* [WORK INSTRUCTION A]: In the isolation transport thread, what protection is normally worn when an isolation patient is moved by stretcher or wheelchair?
* [WORK INSTRUCTION B]: Reproduce the stretch of the isolation transport thread from "As far as I" through "wears the mask.".
* [WORK INSTRUCTION C]: In one to three sentences, explain why the ID nurse in the isolation transport thread objected to the gown, gloves and mask the poster wore.

-- TEXT EXCERPT follows --

I transported an ICU patient who's sputum cultures hadn't come back yet. He was in respiratory isolation so I gowned, gloved and put a mask on. The ID nurse saw me on the way back and had a FIT! She said we were not to wear gloves, gown and mask in the hallways because it's against JACHO rules. This doesn't sound right to me, is it?
Jan 23, '07
At our hospital if you're transporting an isolation patient in a bed, you wear gown and gloves. Especially if there's any risk that you'll need to "readjust" or give care on the trip. If a patient needs droplet or airborne, THEY wear the surgical mask. If they're intubated, no mask is needed. If we transport an isolation patient via stretcher or wheelchair, normally only gloves. It's tough to walk that fine line of taking precautions without making the patient feel like HIV patients did in the 80's.
Jan 23, '07
By respiratory, do you mean airborne or do you mean droplet precautions?
As far as I know, airborne precautions, such as for TB only require standard precautions plus either a N95 or PAPR mask for the caregiver in the room, or when transporting the patient - the pt wears the mask.
For most airborne precaution patients, gown and gloves would not be required unless they were leaking bodily fluids somehow. Just as you would use for any patient where fluids would be a problem.

-- TEXT EXCERPT concluded --
-- SUPPLIED RECORDS follows --

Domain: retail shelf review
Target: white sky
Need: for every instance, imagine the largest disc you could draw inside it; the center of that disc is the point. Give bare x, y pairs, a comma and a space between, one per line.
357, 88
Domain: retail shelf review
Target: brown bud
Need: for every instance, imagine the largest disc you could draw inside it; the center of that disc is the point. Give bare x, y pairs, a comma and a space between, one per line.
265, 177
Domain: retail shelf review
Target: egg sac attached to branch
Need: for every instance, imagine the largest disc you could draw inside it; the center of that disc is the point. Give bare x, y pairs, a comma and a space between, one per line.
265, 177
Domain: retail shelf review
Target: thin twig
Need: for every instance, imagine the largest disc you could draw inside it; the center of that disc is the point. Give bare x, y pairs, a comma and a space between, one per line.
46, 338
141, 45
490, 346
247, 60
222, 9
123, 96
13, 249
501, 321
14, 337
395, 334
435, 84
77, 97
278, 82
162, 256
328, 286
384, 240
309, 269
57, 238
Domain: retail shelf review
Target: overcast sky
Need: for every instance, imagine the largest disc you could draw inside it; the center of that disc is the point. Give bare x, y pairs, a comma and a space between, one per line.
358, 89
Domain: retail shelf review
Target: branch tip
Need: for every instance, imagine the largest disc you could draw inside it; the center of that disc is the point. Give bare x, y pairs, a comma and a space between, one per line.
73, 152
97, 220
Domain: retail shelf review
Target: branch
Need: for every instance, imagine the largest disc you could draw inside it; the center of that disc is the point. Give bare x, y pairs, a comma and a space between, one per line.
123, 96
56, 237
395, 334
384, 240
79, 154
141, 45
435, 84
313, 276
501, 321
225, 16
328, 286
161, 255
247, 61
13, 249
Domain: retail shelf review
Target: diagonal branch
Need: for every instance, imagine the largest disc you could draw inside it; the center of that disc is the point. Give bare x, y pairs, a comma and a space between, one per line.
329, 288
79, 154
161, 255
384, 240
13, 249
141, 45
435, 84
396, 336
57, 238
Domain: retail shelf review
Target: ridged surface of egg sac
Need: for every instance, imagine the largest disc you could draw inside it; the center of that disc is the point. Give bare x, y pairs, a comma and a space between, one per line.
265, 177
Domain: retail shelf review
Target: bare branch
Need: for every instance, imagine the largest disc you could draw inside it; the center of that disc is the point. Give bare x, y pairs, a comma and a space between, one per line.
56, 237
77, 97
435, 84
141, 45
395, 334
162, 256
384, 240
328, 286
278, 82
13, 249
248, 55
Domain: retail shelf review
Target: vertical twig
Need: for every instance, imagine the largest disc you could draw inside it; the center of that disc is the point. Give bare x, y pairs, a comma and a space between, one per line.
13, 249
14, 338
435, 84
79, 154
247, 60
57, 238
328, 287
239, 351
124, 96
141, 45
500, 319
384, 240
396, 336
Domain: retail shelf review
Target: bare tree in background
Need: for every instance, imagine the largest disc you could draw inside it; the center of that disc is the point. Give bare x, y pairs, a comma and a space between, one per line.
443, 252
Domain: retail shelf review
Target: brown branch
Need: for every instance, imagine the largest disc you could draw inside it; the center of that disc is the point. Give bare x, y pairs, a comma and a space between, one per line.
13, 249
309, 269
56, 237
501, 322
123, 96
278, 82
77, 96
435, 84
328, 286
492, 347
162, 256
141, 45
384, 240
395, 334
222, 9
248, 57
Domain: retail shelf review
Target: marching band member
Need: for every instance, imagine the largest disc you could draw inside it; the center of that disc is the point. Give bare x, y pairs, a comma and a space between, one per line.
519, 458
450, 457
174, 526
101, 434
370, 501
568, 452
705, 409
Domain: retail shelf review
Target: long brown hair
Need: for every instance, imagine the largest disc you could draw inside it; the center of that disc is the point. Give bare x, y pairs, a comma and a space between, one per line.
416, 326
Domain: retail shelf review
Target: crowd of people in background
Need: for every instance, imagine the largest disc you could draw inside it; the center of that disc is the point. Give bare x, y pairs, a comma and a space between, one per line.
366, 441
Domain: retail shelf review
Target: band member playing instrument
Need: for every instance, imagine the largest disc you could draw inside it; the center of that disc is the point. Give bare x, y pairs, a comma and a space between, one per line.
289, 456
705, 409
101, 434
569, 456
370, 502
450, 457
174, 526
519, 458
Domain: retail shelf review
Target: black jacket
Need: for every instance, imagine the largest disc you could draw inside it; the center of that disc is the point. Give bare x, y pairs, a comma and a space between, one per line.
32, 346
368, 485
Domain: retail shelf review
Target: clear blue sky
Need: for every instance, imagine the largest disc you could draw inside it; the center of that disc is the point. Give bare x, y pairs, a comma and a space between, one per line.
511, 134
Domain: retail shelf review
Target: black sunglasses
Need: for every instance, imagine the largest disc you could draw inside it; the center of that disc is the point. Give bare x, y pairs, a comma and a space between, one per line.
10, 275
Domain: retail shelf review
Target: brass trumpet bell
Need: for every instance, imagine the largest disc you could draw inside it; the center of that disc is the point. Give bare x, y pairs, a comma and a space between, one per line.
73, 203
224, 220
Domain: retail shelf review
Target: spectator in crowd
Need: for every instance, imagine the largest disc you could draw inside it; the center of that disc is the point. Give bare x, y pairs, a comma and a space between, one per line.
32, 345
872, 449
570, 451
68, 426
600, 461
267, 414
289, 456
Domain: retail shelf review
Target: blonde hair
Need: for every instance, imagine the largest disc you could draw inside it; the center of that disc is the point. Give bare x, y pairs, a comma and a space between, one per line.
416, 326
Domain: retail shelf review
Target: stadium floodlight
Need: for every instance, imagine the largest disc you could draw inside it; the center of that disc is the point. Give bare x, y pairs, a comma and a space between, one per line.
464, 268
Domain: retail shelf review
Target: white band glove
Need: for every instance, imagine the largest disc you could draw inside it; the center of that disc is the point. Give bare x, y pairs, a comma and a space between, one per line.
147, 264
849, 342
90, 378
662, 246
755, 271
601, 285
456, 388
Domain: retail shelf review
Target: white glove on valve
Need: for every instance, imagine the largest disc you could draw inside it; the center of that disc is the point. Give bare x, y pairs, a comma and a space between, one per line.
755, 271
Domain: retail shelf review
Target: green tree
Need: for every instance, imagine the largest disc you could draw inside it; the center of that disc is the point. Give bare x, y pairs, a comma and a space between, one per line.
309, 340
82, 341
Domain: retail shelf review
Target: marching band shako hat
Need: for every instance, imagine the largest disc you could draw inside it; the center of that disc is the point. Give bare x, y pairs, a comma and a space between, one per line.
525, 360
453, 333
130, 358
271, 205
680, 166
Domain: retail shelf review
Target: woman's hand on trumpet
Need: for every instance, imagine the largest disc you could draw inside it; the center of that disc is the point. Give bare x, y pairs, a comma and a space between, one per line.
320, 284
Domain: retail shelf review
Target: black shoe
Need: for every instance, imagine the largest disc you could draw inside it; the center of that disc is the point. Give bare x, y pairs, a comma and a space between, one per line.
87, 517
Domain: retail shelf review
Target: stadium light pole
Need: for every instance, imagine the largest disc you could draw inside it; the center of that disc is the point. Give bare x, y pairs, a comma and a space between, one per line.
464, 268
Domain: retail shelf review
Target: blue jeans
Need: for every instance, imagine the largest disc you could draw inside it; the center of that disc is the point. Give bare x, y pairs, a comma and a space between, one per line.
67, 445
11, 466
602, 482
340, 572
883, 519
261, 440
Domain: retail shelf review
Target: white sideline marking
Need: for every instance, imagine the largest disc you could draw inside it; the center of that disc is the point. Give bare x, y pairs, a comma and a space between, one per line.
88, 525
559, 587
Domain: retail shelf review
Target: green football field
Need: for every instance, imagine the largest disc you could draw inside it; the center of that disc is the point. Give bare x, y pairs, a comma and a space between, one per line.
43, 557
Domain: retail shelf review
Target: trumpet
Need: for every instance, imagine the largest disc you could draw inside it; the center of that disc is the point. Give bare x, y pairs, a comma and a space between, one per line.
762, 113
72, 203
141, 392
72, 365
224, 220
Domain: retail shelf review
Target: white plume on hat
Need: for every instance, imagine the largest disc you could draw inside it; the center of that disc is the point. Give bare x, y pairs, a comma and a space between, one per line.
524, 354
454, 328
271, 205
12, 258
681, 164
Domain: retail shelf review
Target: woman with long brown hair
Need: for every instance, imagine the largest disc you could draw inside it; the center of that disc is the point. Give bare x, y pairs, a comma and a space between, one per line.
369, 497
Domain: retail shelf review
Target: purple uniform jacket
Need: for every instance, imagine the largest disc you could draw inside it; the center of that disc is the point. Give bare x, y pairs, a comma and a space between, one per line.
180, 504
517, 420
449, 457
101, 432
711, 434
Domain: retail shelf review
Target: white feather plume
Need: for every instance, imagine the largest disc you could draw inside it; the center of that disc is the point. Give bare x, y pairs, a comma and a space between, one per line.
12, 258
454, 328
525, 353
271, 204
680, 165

-- SUPPLIED RECORDS concluded --

* [EXPECTED OUTPUT A]: Normally only gloves.

* [EXPECTED OUTPUT B]:
As far as I know, airborne precautions, such as for TB only require standard precautions plus either a N95 or PAPR mask for the caregiver in the room, or when transporting the patient - the pt wears the mask.

* [EXPECTED OUTPUT C]: The ID nurse said staff were not to wear gloves, gown and mask in the hallways because doing so is against JACHO rules.